Location annotation dataset excerpts:
########################################

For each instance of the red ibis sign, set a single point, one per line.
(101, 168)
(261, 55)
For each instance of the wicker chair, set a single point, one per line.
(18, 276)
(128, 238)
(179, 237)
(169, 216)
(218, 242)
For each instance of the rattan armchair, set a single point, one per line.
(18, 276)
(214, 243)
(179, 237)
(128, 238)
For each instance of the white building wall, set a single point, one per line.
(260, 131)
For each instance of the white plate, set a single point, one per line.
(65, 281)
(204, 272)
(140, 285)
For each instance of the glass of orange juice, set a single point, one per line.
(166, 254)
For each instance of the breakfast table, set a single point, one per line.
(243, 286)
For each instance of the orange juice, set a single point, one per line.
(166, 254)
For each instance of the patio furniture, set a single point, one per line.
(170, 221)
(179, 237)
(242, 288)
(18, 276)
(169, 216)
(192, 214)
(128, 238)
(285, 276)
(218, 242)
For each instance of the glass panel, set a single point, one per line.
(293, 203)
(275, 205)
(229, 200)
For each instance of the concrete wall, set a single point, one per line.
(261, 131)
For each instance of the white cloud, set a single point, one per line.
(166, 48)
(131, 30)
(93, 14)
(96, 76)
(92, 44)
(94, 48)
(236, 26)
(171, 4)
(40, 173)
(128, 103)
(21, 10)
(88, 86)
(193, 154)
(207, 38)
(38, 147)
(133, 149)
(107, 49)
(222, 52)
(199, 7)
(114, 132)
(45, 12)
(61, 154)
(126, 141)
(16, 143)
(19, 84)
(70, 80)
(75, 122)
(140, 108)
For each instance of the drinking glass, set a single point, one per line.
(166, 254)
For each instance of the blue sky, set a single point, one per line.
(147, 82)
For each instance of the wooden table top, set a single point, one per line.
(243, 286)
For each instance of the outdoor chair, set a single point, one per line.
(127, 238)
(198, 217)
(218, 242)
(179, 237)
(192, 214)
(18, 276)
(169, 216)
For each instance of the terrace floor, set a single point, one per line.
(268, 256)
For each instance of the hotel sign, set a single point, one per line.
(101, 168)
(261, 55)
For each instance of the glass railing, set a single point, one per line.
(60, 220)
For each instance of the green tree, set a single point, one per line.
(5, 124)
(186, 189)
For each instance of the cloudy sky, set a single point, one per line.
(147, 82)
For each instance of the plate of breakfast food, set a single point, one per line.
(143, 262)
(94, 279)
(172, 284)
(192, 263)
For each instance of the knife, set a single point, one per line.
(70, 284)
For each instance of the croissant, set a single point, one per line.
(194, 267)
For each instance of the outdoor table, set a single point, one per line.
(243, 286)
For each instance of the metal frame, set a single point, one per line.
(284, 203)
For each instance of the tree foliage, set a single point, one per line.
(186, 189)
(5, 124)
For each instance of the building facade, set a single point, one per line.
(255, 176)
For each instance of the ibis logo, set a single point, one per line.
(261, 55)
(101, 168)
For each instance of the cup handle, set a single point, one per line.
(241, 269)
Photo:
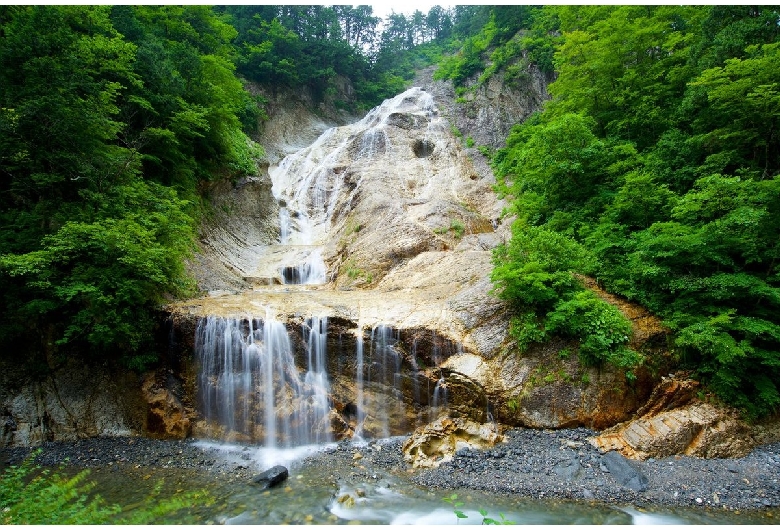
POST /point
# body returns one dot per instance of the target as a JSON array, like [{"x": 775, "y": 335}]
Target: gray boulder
[
  {"x": 271, "y": 477},
  {"x": 625, "y": 474}
]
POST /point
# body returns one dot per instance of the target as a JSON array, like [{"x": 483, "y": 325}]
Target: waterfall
[
  {"x": 249, "y": 384},
  {"x": 311, "y": 187},
  {"x": 263, "y": 382},
  {"x": 360, "y": 403}
]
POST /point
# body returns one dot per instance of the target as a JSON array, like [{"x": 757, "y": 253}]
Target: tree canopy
[{"x": 658, "y": 156}]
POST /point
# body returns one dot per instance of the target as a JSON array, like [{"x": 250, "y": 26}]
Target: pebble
[{"x": 522, "y": 468}]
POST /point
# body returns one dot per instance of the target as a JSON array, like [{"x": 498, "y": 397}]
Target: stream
[{"x": 321, "y": 489}]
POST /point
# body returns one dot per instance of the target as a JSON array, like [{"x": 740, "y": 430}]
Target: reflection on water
[{"x": 325, "y": 494}]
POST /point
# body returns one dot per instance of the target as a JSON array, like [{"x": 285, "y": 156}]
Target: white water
[{"x": 310, "y": 184}]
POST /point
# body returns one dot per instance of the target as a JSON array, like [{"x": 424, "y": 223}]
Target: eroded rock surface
[
  {"x": 437, "y": 442},
  {"x": 675, "y": 422}
]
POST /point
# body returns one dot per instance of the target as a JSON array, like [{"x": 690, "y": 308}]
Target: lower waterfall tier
[{"x": 260, "y": 382}]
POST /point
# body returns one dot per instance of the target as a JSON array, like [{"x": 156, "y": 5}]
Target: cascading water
[
  {"x": 311, "y": 188},
  {"x": 250, "y": 387}
]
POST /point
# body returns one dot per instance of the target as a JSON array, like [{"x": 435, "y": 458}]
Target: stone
[
  {"x": 694, "y": 429},
  {"x": 437, "y": 442},
  {"x": 166, "y": 417},
  {"x": 568, "y": 469},
  {"x": 271, "y": 477},
  {"x": 623, "y": 472}
]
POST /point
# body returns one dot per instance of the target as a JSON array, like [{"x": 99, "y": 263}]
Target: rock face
[
  {"x": 437, "y": 442},
  {"x": 401, "y": 218},
  {"x": 675, "y": 422},
  {"x": 271, "y": 477},
  {"x": 72, "y": 401},
  {"x": 166, "y": 417}
]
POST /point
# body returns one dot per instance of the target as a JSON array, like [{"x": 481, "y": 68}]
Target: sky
[{"x": 383, "y": 9}]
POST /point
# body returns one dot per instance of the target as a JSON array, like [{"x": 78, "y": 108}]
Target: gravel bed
[
  {"x": 536, "y": 464},
  {"x": 561, "y": 464}
]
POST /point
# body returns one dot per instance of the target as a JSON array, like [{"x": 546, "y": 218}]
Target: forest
[{"x": 652, "y": 169}]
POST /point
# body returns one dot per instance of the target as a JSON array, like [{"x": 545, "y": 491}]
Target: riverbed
[{"x": 535, "y": 477}]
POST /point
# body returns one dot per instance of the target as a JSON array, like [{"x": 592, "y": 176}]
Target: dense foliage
[
  {"x": 113, "y": 119},
  {"x": 656, "y": 164},
  {"x": 105, "y": 137},
  {"x": 31, "y": 496}
]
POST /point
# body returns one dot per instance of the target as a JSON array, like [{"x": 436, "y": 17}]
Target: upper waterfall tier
[{"x": 389, "y": 216}]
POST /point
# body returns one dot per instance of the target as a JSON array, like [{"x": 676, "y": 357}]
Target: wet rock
[
  {"x": 695, "y": 429},
  {"x": 622, "y": 471},
  {"x": 271, "y": 477},
  {"x": 437, "y": 442},
  {"x": 568, "y": 469},
  {"x": 166, "y": 416}
]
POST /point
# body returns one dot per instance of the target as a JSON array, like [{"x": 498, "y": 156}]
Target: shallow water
[{"x": 328, "y": 495}]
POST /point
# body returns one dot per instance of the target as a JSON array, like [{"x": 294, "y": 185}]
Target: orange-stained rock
[
  {"x": 166, "y": 416},
  {"x": 675, "y": 422},
  {"x": 437, "y": 442}
]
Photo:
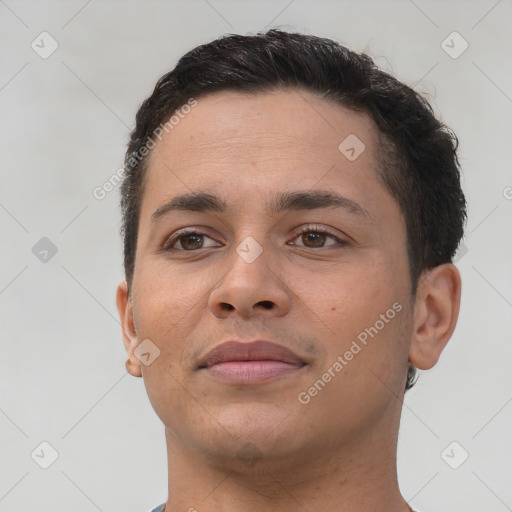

########################################

WHAT TO WORK ON →
Count the lines in the listing that contain the word "plate" and give only that number.

FULL RESPONSE →
2